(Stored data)
————

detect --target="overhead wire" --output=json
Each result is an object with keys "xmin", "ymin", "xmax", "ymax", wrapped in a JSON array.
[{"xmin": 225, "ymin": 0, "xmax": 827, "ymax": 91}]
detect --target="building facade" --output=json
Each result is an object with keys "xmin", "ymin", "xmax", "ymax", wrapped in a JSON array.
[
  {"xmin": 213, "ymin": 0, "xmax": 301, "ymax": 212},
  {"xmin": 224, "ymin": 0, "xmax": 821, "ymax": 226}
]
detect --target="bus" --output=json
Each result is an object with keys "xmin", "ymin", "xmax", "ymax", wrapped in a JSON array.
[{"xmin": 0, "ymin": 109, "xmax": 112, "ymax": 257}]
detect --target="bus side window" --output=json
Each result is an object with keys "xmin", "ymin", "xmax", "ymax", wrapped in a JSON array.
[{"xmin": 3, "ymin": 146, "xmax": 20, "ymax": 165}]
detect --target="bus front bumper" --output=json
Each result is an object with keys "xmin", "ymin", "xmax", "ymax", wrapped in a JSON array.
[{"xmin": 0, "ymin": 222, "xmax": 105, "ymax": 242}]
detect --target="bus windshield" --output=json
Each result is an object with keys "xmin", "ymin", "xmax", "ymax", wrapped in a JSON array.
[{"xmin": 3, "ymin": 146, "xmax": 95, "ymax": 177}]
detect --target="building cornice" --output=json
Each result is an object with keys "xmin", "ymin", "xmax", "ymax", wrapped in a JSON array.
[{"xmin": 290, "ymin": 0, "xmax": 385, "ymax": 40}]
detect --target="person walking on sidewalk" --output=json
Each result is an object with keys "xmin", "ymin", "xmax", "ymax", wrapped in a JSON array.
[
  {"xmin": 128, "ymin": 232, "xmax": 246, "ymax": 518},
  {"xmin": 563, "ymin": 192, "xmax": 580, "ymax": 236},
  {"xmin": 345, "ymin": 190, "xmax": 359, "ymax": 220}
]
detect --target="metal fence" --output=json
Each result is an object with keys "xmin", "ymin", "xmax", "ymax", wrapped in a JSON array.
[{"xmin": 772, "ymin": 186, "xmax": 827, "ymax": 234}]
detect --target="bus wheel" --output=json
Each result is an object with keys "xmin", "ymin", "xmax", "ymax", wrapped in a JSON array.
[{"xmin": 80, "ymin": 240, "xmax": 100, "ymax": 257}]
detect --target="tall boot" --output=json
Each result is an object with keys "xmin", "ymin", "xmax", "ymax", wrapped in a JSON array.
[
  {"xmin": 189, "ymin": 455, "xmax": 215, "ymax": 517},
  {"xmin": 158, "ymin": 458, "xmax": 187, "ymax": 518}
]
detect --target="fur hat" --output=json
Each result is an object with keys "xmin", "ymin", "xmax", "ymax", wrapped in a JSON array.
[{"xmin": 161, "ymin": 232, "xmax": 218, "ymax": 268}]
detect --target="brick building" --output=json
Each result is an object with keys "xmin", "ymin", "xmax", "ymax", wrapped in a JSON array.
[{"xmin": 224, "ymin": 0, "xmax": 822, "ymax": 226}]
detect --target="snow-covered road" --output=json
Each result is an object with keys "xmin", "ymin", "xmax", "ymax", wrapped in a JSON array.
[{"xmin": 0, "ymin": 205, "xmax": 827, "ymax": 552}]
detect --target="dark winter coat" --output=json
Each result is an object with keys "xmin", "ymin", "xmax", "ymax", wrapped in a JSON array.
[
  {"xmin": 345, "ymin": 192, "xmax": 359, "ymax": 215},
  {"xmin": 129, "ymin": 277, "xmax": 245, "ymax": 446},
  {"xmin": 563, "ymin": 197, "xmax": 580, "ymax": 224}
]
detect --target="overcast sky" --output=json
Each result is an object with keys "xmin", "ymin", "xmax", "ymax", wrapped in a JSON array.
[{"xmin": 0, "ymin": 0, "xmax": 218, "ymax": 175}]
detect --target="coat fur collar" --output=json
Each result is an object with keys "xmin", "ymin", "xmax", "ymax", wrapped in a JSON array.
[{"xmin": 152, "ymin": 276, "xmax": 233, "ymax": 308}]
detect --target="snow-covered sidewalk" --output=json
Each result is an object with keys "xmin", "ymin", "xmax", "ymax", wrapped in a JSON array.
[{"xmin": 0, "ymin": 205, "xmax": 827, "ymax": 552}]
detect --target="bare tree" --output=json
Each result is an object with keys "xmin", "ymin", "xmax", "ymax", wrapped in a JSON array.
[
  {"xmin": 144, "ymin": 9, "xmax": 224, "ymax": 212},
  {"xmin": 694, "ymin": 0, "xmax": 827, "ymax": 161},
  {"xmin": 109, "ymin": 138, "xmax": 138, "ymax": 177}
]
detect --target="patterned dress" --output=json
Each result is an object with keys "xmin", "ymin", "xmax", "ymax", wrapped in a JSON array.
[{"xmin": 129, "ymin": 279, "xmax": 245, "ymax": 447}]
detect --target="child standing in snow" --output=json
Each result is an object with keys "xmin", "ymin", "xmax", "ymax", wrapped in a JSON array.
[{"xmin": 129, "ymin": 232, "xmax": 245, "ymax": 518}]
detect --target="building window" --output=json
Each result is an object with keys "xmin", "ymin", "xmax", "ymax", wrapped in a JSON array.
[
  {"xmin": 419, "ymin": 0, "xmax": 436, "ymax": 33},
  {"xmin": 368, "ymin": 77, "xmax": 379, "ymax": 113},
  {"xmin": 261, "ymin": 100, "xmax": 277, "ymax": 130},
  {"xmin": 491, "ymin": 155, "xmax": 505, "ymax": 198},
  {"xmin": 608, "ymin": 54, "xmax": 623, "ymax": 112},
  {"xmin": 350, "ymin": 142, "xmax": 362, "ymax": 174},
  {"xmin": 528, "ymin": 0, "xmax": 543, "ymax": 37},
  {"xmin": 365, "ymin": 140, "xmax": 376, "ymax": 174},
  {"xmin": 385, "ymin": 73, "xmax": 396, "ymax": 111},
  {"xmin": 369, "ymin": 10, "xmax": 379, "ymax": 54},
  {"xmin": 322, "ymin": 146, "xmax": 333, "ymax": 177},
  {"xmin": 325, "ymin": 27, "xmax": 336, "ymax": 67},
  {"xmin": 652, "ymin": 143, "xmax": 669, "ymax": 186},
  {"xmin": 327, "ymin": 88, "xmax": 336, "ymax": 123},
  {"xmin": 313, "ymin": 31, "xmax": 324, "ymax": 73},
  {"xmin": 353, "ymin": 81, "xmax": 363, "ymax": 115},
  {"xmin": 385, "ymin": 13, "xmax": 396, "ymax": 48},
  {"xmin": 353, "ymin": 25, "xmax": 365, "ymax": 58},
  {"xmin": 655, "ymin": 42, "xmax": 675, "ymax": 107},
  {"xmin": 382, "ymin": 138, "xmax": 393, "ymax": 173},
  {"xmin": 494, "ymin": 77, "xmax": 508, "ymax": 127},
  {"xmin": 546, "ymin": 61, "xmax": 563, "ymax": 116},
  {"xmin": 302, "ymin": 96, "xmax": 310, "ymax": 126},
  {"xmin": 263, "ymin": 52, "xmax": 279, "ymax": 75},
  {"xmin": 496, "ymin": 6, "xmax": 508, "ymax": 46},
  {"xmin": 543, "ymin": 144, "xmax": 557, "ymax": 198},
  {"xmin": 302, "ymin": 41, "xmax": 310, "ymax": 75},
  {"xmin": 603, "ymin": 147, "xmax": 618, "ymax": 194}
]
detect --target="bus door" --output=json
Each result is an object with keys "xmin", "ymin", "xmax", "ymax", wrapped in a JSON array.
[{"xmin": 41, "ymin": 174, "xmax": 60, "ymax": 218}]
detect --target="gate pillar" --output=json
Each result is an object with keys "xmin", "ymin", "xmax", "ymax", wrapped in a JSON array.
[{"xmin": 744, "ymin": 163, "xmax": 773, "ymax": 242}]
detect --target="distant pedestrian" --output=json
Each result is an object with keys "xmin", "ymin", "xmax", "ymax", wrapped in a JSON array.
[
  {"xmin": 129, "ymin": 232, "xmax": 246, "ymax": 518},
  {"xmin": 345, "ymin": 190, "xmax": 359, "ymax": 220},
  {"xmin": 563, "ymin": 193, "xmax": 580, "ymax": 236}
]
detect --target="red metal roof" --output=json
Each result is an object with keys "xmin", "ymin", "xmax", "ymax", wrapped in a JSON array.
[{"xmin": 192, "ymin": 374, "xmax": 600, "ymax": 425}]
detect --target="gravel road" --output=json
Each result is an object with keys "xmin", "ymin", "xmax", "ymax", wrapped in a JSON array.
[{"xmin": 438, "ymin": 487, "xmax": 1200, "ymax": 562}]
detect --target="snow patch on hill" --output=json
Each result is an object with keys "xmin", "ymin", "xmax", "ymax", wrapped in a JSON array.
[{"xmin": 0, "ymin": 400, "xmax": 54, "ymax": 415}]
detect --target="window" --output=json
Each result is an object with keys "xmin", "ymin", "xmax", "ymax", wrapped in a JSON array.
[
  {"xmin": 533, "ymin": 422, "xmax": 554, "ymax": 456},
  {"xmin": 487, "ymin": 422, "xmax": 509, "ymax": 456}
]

————

_Directions_:
Select each line of the listing that contains the word "building", and copy those lines.

_Answer to this exercise_:
detect --target="building facade" --output=json
detect --target="building cornice" --output=json
detect --target="brick building" --output=json
detect --target="building window" --output=json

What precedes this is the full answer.